4)Fair but apparently people have been using it in the Eastern Block for a while with some success. There are some shoulders to stand on and continue R&D.



On 1) I agree, but it's a hard ask in the face of antibiotics being markedly superior as treatments. Because it's not really "a secondary method if the primary fails" (that would be a 2nd class of antibiotics) it's an entirely different paradigm, and one that works less well on the ground.

2) "There will simply be a need to develop a quick but reliable method to test..." is a really big ask. We don't have quick but reliable tests for some common human pathogens. You can't simply posit that a great test will work. You're right about antibiotic stewardship, which is something I work on, but that's orthogonal to how good phage are as a clinical treatment.

3) While yes, in some particularly strict senses they're not alive, the actual point of that is there's currently no phage preparation technique that is not extremely lab intensive at the site of treatment.

4) Agreed - and the Russians and Georgians have some really cool work, but even there, it's for what are, clinically, extremely difficult edge cases, rather than the kinds of things antibiotics are routinely used for.


1) It's a lot cheaper to have antibiotics properly regulated and conservatively prescribed. That's how Norway still manages to do just fine with Penicillin in majority of cases. Voila, no need for phages.

4) USSR jumped onto antibiotics as soon as they were available, and hasn't really looked back.


1) Can you get the industrialized farm lobbies on board with this? How about 3rd world rural clinics? How about 3rd world farmers using powerful antibiotics of last resort to make animals get a little bigger?

Successfully regulating antibiotics is a worldwide effort. I'm not confident we'll ever be more than moderately successful at that.


If that was easy that would obviously been done by now. Doesn't mean the alternatives (like phage libraries in "3rd world rural clinics") are more realistic.

Proper antibiotics circulation is a policy problem; phage therapy is scientific, technological and policy problem.

-*-*-

§ TASK OBJECTIVE:
Reproduce word for word the passage of the phage therapy discussion starting at "4) USSR jumped" and ending at "a little bigger?". The items have no connection to the phage therapy discussion.

Dataset items
-*-*-

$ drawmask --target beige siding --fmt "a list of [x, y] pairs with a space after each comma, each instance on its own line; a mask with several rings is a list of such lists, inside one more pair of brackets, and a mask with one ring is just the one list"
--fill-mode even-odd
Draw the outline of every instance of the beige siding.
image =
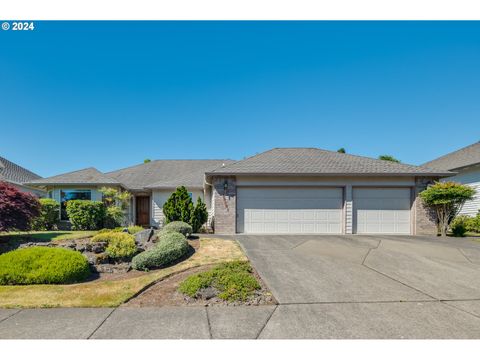
[[443, 181], [456, 181], [474, 188], [477, 193], [473, 200], [467, 201], [460, 214], [475, 216], [480, 210], [480, 165], [459, 172], [458, 175], [444, 179]]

-*-*-

§ FINAL ANSWER:
4) USSR jumped onto antibiotics as soon as they were available, and hasn't really looked back.


1) Can you get the industrialized farm lobbies on board with this? How about 3rd world rural clinics? How about 3rd world farmers using powerful antibiotics of last resort to make animals get a little bigger?